§ WHAT TO WORK ON: Copy out all of the data below with every "instance" changed to "match", and leave everything else as it is.
+-------+
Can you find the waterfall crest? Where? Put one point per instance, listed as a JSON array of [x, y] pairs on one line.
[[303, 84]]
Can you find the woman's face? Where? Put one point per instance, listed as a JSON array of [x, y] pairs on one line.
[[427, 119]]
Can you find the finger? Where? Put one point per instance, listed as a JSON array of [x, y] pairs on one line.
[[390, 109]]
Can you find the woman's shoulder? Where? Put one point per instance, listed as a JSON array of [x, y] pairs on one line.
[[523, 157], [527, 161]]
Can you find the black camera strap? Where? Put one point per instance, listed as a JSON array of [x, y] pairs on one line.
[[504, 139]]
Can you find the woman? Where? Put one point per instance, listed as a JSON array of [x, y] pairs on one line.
+-------+
§ RESULT OF THE EXERCISE:
Can you find the waterfall crest? Where? Put one point per match, listed as a JSON array of [x, y] pairs on one line.
[[303, 84]]
Can you find the woman's face? Where? Put one point per match, listed as a JSON array of [x, y] pairs on one line.
[[427, 119]]
Can you find the finger? Where? Put one point per match, listed as a JSON array of [x, y] pairs on one line.
[[390, 109]]
Can you find the woman's shoulder? Where? Put one point per match, listed as a JSON array of [x, y] pairs on one line.
[[523, 157], [527, 161]]
Can you find the black camera strap? Where? Put one point per match, listed as a JSON array of [x, y] pairs on one line.
[[504, 139]]
Can you find the woman? Where? Put one point per match, listed as a JSON array of [x, y] pairs on one line.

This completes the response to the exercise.